Exercise task | Rewrite the lines from the one with "of the bush" through the end of the lines, requests included, scaling each coordinate in the answers by 0.4 and rounding to whole numbers, halves up. Leave the numbers in the requests and their format samples unchanged.

Extracted material |
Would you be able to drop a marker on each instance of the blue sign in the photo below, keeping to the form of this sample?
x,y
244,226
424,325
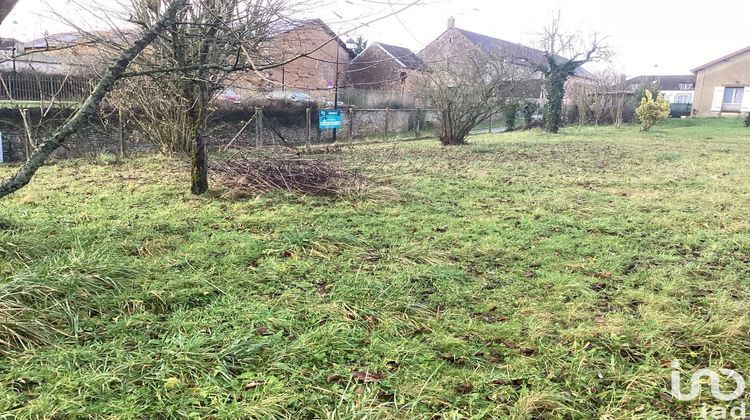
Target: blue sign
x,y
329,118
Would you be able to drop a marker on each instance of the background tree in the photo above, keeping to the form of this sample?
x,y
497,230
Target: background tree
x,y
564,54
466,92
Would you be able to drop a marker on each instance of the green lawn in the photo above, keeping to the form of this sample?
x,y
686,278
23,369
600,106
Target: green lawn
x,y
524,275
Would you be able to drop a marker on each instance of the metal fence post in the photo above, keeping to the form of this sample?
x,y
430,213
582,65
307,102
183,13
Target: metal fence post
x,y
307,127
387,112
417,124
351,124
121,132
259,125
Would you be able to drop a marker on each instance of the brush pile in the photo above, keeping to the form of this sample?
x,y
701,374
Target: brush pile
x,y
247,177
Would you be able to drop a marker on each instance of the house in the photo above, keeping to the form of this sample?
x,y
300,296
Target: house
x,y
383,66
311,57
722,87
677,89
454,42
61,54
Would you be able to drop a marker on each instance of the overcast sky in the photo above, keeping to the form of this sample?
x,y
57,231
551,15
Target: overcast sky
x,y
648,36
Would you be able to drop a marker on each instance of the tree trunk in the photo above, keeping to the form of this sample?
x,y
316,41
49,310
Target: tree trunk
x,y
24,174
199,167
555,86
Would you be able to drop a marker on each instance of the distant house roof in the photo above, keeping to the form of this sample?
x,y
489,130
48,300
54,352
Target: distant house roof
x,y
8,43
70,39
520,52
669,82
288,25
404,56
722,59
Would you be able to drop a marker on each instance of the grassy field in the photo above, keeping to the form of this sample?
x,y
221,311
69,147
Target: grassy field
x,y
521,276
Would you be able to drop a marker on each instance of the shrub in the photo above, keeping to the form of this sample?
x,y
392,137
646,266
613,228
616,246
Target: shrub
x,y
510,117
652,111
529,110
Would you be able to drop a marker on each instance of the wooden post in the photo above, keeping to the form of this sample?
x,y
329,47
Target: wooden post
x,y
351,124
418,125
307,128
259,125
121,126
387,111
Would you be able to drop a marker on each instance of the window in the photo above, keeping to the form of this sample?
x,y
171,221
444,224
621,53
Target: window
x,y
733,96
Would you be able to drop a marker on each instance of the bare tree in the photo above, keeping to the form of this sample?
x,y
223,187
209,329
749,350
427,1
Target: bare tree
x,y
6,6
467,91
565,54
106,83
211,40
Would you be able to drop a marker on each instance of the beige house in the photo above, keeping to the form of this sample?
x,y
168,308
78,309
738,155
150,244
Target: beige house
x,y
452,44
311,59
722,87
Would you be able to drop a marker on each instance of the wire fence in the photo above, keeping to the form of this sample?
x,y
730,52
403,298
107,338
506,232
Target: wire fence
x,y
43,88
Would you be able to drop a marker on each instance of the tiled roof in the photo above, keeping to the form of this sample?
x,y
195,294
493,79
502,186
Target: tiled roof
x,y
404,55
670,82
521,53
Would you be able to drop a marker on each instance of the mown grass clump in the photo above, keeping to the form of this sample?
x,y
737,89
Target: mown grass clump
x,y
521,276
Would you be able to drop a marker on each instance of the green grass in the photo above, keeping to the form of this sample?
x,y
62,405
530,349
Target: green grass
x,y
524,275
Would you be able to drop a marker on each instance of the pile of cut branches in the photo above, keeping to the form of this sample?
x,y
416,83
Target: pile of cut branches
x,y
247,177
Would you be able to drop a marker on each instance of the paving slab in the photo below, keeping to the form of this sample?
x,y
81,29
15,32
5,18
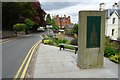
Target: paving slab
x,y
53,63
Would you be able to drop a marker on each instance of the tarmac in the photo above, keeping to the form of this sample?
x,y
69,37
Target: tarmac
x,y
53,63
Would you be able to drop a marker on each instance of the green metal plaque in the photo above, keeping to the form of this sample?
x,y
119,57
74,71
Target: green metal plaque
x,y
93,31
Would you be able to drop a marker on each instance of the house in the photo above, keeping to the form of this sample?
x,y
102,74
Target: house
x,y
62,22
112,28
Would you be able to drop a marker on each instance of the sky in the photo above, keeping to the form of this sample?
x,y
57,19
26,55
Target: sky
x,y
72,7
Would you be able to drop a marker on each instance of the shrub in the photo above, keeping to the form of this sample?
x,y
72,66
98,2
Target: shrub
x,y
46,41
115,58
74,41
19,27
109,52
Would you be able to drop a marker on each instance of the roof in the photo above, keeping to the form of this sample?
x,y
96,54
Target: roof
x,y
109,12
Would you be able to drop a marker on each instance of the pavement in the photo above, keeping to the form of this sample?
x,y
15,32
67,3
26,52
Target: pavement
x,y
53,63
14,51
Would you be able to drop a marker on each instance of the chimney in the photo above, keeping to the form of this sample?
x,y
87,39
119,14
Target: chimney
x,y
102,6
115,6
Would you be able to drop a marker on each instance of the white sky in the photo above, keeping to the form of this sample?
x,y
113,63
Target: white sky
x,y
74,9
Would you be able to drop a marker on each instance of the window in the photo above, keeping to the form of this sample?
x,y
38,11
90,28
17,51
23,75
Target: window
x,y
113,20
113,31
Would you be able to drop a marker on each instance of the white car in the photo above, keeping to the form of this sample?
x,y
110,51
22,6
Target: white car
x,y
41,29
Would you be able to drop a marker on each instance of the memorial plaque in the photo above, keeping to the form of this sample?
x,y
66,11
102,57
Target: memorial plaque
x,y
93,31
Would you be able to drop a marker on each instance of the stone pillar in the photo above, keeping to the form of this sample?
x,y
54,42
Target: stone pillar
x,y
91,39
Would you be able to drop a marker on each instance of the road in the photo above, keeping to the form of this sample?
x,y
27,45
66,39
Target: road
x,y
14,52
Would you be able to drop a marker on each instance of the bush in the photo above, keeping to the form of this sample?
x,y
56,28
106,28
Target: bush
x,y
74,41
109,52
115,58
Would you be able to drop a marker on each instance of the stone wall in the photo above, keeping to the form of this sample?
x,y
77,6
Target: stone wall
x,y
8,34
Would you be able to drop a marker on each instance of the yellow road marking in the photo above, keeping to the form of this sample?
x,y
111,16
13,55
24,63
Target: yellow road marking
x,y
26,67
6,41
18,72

Task answer |
Would you be able to drop a marker on each instance of the bush in the photo above, keeping to the form of this sample?
x,y
56,28
106,28
Target: bush
x,y
30,16
44,21
46,23
Would you be able to drop a marker on each instance of the stone wall in the photo above, keeping to the form of this sample?
x,y
77,6
Target: stone wall
x,y
3,14
Would you be able to drop a marker on each instance of the yellow road marking in the photo above, keeping to the form of this sample?
x,y
111,16
13,55
24,63
Target: yellow road marking
x,y
10,27
2,16
7,29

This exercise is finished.